— GIVEN INFORMATION —
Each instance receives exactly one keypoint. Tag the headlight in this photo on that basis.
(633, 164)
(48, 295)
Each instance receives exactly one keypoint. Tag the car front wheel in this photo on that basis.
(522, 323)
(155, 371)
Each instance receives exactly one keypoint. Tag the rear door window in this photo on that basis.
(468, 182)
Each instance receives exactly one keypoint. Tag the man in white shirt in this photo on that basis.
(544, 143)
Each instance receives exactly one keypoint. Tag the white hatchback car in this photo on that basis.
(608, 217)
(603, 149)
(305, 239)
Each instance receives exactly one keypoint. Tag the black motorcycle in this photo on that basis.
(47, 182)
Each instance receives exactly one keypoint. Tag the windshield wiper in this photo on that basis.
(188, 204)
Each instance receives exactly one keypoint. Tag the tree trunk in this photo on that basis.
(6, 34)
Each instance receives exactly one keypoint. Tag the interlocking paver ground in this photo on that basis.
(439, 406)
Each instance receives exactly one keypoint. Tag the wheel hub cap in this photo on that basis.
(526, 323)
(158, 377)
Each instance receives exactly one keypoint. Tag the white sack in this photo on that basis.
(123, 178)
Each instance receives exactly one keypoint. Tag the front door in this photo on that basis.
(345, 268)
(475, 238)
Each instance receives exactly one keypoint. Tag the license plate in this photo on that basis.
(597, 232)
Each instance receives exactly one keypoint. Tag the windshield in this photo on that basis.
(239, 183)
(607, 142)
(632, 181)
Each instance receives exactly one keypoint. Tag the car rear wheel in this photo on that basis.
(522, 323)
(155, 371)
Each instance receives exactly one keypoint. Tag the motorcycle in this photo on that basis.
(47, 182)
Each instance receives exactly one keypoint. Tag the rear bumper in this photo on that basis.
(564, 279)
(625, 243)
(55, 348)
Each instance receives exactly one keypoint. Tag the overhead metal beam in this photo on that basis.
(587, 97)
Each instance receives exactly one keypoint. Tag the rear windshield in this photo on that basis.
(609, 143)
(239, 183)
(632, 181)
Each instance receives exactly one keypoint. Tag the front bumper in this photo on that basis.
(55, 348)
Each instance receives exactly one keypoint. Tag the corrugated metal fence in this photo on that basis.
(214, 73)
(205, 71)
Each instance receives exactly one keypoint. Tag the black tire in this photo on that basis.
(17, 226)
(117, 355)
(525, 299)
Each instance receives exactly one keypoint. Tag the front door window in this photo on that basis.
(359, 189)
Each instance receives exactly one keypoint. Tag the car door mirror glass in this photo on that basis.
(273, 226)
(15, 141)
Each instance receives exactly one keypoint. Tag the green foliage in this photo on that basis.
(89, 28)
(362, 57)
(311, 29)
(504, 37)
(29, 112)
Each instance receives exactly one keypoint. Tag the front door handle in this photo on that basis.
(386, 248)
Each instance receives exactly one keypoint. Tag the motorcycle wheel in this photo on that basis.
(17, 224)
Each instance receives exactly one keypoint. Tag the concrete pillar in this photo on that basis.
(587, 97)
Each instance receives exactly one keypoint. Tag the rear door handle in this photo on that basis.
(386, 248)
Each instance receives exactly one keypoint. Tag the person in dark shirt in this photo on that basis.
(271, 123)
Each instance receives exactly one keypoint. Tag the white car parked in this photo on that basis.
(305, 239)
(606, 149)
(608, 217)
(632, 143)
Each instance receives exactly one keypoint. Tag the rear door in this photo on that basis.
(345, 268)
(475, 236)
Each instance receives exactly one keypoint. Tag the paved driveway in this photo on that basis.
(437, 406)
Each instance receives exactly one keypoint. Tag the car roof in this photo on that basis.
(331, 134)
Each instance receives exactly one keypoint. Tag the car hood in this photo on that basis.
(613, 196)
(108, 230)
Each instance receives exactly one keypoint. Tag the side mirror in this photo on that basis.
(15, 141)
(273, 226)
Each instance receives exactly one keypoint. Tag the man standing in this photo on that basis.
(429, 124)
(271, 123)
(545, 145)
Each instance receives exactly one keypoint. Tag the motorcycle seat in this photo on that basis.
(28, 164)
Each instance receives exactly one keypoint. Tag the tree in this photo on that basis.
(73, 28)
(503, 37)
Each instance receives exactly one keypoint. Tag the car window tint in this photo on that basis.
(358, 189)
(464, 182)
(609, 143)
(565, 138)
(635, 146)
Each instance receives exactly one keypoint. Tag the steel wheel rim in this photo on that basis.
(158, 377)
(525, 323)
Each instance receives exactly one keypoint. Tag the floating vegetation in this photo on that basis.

— ASSIGNMENT —
The answer should consist of the lines from the one with "front door handle" through the last line of the entries, duplicated exactly and nothing more.

— SOLUTION FOR THIS TASK —
Each instance receives exactly one keypoint. Tag the front door handle in this photo on that basis.
(386, 248)
Each instance receives exactly one keypoint. Tag the motorcycle wheel in this photo on that basis.
(17, 224)
Each instance receives exactly one keypoint. Tag the concrete pillar in this photo on that basis.
(587, 97)
Each instance receives exactly one keypoint. Tag the rear door handle in this photo on that basis.
(386, 248)
Each instance receives exactly one keypoint. Tag the person in dark shirt in this photo on that basis.
(271, 123)
Each instance receives exactly one keypoint. Tag the white car parked in this photo on that basis.
(305, 239)
(606, 149)
(608, 217)
(632, 143)
Each instance receives exactly one keypoint. Tag the rear door in this photo on that basis.
(345, 268)
(475, 236)
Each instance receives exactly one keypoint. Tag the paved driveway in this photo on that basis.
(437, 406)
Each instance receives exactly one keypoint. Tag the car roof in this photo on that basis.
(331, 134)
Each instance receives exactly one keypoint. Tag the car hood in this photo on that basis.
(613, 196)
(108, 230)
Each instance receives exactly one keypoint. Tag the side mirror in this photo on that basis.
(15, 141)
(273, 226)
Each instance receives exactly one keypoint. Tag the man standing in this photo on that basis.
(429, 124)
(271, 123)
(545, 145)
Each instance receives exactly one keypoint. Tag the motorcycle seat in this photo on that basis.
(28, 164)
Each instance receives exactly one keypoint. Tag the tree in this photo on that basis.
(73, 28)
(503, 37)
Each instance receives exactly one keypoint. Tag the car window tint in this photo on that basis.
(358, 189)
(464, 182)
(609, 143)
(565, 138)
(635, 146)
Each instance receives exactly one keypoint. Tag the steel wheel rim in this photo on that basis.
(158, 377)
(525, 323)
Each instance receives exactly one keypoint. Tag the floating vegetation in this photo on that basis.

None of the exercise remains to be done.